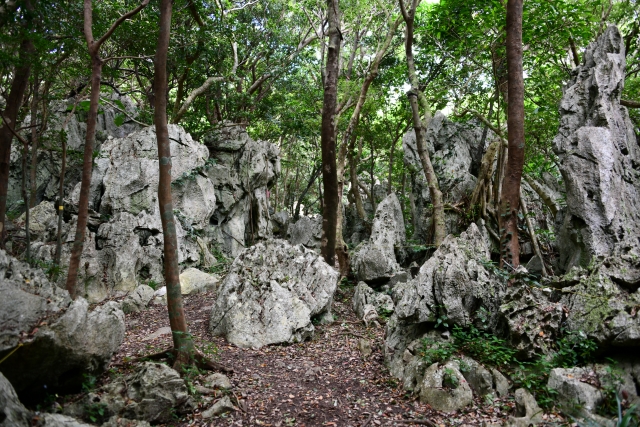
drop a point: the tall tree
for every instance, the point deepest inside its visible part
(10, 114)
(90, 139)
(420, 126)
(328, 135)
(510, 197)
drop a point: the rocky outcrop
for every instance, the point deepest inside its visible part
(375, 261)
(153, 392)
(455, 150)
(366, 299)
(455, 285)
(272, 292)
(114, 120)
(50, 340)
(124, 241)
(12, 412)
(599, 158)
(242, 172)
(306, 231)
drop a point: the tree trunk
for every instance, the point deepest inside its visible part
(182, 341)
(90, 139)
(14, 101)
(439, 229)
(510, 197)
(328, 138)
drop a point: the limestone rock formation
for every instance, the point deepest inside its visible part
(599, 158)
(272, 292)
(153, 392)
(456, 152)
(375, 261)
(123, 246)
(242, 173)
(364, 297)
(52, 340)
(306, 231)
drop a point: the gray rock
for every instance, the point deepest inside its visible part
(375, 261)
(117, 421)
(12, 412)
(364, 295)
(60, 420)
(306, 231)
(573, 393)
(527, 410)
(456, 154)
(445, 388)
(598, 154)
(194, 281)
(217, 380)
(271, 293)
(222, 406)
(453, 282)
(533, 320)
(242, 174)
(62, 340)
(153, 392)
(138, 300)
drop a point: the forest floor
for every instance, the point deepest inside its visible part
(322, 382)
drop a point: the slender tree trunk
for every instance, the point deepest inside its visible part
(510, 197)
(328, 137)
(33, 185)
(415, 94)
(92, 119)
(14, 102)
(182, 341)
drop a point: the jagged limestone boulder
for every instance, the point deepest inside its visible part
(599, 157)
(533, 320)
(153, 392)
(445, 388)
(375, 261)
(306, 231)
(242, 174)
(271, 294)
(52, 340)
(456, 152)
(365, 296)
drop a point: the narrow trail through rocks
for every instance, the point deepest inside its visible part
(323, 382)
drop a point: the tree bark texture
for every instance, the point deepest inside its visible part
(182, 341)
(510, 197)
(90, 139)
(415, 95)
(328, 137)
(10, 114)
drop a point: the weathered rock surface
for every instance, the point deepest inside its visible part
(375, 261)
(12, 412)
(533, 320)
(153, 393)
(56, 340)
(306, 231)
(599, 158)
(445, 388)
(456, 152)
(50, 162)
(194, 281)
(243, 172)
(573, 390)
(454, 284)
(271, 293)
(126, 250)
(365, 296)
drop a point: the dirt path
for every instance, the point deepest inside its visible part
(323, 382)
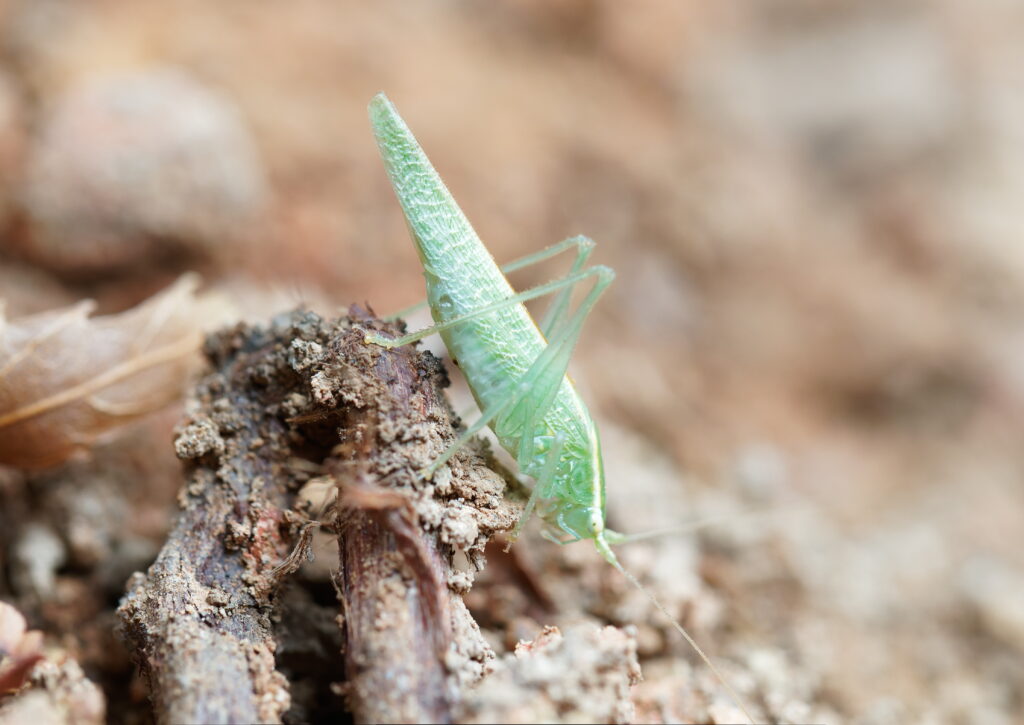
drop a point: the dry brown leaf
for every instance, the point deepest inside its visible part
(67, 379)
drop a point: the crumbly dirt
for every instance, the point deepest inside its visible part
(813, 211)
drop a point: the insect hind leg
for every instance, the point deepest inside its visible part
(584, 246)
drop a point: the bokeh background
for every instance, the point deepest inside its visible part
(816, 216)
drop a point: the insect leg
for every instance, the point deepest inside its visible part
(530, 396)
(584, 247)
(532, 293)
(551, 365)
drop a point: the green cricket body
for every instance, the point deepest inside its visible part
(495, 350)
(505, 357)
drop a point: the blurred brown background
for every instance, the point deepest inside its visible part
(815, 212)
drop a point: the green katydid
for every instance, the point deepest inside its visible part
(515, 369)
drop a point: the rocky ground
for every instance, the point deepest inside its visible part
(814, 337)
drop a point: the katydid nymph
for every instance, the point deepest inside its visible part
(515, 369)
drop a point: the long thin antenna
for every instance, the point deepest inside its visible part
(609, 556)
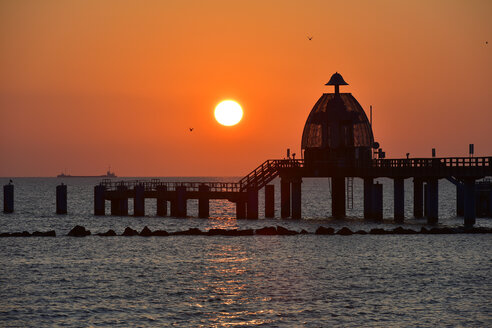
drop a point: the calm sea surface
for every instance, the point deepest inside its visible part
(269, 281)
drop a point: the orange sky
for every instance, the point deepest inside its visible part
(87, 84)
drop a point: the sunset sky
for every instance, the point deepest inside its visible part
(87, 84)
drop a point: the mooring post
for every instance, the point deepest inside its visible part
(433, 216)
(399, 199)
(203, 201)
(269, 201)
(181, 201)
(8, 198)
(338, 197)
(377, 201)
(368, 210)
(460, 199)
(61, 199)
(296, 198)
(161, 200)
(284, 198)
(470, 204)
(240, 209)
(418, 198)
(252, 204)
(139, 200)
(99, 202)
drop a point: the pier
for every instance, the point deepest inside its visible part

[YOUR GOAL] Return every line of the entries above that the string "katydid" appears in.

[EXPECTED ANSWER]
drop a point: the green katydid
drop a point: the katydid nymph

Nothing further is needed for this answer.